--- Aim of the exercise ---
Recast only the stretch from the line containing "Task: please point out the spherical" through the end of the records as a two-column CSV with the headers text and answer. Give one row per record, with each value in a single quoted field and its line breaks replaced by spaces.

-- START OF Source data --

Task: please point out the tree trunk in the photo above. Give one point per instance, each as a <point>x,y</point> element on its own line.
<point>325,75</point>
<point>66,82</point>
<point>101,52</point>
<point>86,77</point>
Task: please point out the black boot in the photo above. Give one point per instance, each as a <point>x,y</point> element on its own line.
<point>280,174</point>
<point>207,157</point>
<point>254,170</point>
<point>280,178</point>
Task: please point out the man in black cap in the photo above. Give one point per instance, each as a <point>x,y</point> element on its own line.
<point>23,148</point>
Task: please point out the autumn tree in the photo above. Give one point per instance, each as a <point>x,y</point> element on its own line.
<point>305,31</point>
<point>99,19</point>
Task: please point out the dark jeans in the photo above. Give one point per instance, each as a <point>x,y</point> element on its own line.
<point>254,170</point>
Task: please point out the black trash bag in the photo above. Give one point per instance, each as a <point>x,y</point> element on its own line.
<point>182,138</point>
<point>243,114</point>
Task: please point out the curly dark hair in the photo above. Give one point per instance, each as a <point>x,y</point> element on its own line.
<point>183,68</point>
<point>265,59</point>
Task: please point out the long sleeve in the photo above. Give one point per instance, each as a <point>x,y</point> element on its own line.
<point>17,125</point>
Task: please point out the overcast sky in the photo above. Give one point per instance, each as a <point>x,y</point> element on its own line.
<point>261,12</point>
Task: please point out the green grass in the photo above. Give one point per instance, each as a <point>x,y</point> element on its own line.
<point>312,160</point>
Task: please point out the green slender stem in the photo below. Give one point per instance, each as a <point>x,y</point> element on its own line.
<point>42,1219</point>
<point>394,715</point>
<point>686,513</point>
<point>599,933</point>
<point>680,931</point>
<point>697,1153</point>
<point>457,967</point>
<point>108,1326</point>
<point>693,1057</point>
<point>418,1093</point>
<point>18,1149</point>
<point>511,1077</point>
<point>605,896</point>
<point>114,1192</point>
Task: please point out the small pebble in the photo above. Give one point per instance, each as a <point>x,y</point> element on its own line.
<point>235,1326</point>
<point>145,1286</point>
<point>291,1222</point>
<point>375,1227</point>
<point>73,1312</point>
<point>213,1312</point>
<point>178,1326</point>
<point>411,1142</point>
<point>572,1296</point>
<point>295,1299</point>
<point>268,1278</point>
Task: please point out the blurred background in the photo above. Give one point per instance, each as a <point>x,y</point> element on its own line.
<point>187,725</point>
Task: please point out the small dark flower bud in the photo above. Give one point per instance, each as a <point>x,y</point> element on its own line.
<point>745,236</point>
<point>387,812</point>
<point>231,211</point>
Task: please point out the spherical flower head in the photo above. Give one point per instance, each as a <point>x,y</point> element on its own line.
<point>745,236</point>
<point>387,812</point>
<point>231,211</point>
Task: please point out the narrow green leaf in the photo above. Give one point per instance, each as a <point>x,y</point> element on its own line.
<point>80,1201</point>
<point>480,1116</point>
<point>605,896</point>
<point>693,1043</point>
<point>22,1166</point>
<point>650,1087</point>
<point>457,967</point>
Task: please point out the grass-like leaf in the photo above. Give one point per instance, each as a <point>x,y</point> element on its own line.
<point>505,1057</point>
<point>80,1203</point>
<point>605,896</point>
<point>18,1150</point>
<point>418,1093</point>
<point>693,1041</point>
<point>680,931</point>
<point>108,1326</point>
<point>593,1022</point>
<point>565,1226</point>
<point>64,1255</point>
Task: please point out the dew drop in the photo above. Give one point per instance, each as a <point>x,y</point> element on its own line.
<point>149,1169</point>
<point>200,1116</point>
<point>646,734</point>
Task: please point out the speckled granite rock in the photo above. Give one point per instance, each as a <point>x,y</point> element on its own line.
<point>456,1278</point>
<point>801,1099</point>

-- END OF Source data --

--- Result of the task ---
text,answer
"Task: please point out the spherical flower head in the photo above. Give one point per instance, each as a <point>x,y</point> element on its own line.","<point>745,236</point> <point>387,812</point> <point>231,211</point>"
"Task: please point out the narrow green leaf in the photo above. Give one point per instance, each as a <point>x,y</point> element on its own line.","<point>80,1201</point> <point>480,1116</point> <point>605,896</point> <point>693,1043</point> <point>22,1166</point> <point>650,1087</point> <point>457,967</point>"
"Task: please point out the grass-like leaf in the photo above. Give one point per instance, each as a <point>x,y</point> element on its own line.","<point>505,1057</point> <point>80,1203</point> <point>605,896</point> <point>18,1150</point> <point>418,1093</point> <point>693,1041</point> <point>680,931</point> <point>108,1326</point> <point>593,1022</point> <point>565,1226</point> <point>64,1255</point>"
"Task: please point out the dew drop in the photo above. Give one point per instance, each as a <point>x,y</point> element on its own line.","<point>149,1169</point> <point>200,1116</point> <point>646,734</point>"
"Task: please point out the speckled granite rock in the photo above. Give one point per instance, each as a <point>x,y</point> element on its own line.","<point>456,1278</point> <point>801,1099</point>"